++++ DATASET CONTENT ++++
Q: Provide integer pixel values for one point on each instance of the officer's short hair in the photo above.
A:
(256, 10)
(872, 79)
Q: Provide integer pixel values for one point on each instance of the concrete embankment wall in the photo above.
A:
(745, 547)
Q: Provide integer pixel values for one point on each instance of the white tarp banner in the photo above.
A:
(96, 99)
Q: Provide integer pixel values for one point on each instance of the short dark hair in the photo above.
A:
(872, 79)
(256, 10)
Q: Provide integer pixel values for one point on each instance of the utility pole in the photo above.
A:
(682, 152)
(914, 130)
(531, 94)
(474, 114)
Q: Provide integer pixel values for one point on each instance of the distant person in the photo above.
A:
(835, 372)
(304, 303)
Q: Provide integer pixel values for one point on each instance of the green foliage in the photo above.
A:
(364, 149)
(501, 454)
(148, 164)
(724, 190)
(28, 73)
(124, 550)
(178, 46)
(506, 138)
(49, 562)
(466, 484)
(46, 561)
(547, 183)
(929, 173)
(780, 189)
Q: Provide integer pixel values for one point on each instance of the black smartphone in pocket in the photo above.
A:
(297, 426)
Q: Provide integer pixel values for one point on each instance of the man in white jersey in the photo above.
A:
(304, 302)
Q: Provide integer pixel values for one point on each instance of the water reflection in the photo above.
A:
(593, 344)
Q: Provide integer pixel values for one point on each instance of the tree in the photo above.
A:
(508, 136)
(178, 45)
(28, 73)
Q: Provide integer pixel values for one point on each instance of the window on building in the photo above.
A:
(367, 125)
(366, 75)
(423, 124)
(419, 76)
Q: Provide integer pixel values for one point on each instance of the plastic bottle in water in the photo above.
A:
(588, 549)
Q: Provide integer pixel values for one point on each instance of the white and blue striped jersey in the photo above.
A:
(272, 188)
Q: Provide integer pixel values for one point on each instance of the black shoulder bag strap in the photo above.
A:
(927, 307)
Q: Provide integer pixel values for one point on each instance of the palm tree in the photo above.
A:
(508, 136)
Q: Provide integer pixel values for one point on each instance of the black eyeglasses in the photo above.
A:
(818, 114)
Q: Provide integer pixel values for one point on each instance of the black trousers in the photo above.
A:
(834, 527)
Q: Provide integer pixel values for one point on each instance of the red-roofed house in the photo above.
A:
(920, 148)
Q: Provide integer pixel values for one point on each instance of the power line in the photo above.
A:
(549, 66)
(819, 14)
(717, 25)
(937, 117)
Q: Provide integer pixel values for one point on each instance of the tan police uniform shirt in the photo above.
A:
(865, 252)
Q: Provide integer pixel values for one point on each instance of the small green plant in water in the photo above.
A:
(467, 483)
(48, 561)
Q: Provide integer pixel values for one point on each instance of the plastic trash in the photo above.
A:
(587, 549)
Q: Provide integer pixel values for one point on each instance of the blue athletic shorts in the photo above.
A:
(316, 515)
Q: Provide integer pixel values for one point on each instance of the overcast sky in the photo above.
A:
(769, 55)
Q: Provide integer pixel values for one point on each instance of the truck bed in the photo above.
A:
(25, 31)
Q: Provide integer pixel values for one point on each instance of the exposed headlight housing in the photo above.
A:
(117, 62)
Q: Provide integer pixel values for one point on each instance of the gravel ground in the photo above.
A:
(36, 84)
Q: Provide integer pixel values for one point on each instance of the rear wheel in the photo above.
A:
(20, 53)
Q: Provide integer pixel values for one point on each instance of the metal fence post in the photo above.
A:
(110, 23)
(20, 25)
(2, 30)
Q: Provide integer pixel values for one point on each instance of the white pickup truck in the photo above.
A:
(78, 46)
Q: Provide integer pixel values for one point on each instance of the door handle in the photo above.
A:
++++
Without omitting anything, output the data verbatim.

» RESPONSE AREA
Q: Provide integer pixel values for one point on each instance of the officer's short hair in the photo above.
A:
(256, 10)
(872, 79)
Q: Provide integer pixel values for one point on each instance of the concrete embankment wall in the photo above.
A:
(745, 547)
Q: Provide integer pixel values for one point on each instance of the white tarp banner in the photo above.
A:
(96, 99)
Q: Provide integer pixel values for one point on each instance of the short dark hair in the photo above.
A:
(872, 79)
(256, 10)
Q: Provide integer pixel values for one point on each instance of the utility pole in the photo above.
A:
(682, 152)
(914, 130)
(531, 94)
(474, 114)
Q: Provide integer pixel values for one point on each instance of the distant person in the photo above.
A:
(835, 372)
(304, 303)
Q: Provide integer pixel values for one point on each instance of the green foliage in the photo above.
A:
(364, 149)
(501, 454)
(148, 164)
(724, 190)
(28, 73)
(124, 550)
(178, 46)
(506, 138)
(49, 562)
(466, 484)
(46, 561)
(547, 183)
(929, 173)
(780, 189)
Q: Provide integer pixel values for one point on each instance of the black smartphone in pocket in the photo above.
A:
(297, 426)
Q: Provide integer pixel values for one point on each instance of the man in white jersey in the photo above.
A:
(304, 302)
Q: Provide integer pixel values for one point on each instance of the water reflection in the photo above.
A:
(593, 344)
Q: Provide integer pixel values for one point on each instance of the tree in the photo above.
A:
(508, 136)
(178, 45)
(28, 73)
Q: Provide integer pixel values for one point on each instance of the window on building in the photo above.
A:
(367, 125)
(366, 75)
(423, 124)
(419, 76)
Q: Provide integer pixel values for one point on each instance of the plastic bottle in water in the photo above.
A:
(588, 549)
Q: Provide integer pixel values for one point on each instance of the white and blue striped jersey in the photo above.
A:
(272, 188)
Q: Provide integer pixel values for one point on each instance of the black shoulder bag strap in the photo above.
A:
(927, 307)
Q: Provide integer pixel values for one point on each instance of the palm tree in the photo above.
A:
(508, 136)
Q: Provide integer pixel values for one point on each instance of the black eyeglasses in the photo above.
A:
(818, 114)
Q: Provide integer pixel values for one point on each instance of the black trousers in the photo above.
A:
(834, 527)
Q: Provide integer pixel values for one point on each instance of the red-roofed house in the photo above.
A:
(920, 148)
Q: Provide integer pixel values for one point on each instance of the power line in the photo above.
A:
(549, 66)
(819, 14)
(717, 25)
(937, 117)
Q: Provide integer pixel values for one point on each instance of the tan police uniform shirt in the photo above.
A:
(865, 252)
Q: Provide integer pixel values for one point on each instance of the small green plant in water in the photo above.
A:
(467, 483)
(48, 561)
Q: Provide integer pixel values for one point on each instance of the plastic trash in the photo above.
A:
(587, 549)
Q: Provide integer pixel values for one point on each instance of the blue athletic shorts in the photo above.
A:
(316, 515)
Q: Provide integer pixel values for one point on each instance of the overcast sky in the photo above.
A:
(769, 55)
Q: Provide integer pixel values for one point on each instance of the truck bed in the photo above.
A:
(25, 31)
Q: Provide integer pixel values for one point on each instance of the exposed headlight housing in the photo above.
A:
(117, 62)
Q: Provide integer pixel values for one point on each instance of the gravel ground in the photo above.
A:
(36, 84)
Q: Provide integer pixel values for one point on each instance of the rear wheel in the photo above.
A:
(20, 53)
Q: Provide integer pixel values for one point on each instance of the metal fence post in the photo above.
A:
(110, 23)
(20, 25)
(2, 30)
Q: Provide integer pixel values for one point on each instance of the white pickup truck in the photo above.
A:
(78, 46)
Q: Provide integer pixel values for one point on each instance of the door handle in the photo above.
A:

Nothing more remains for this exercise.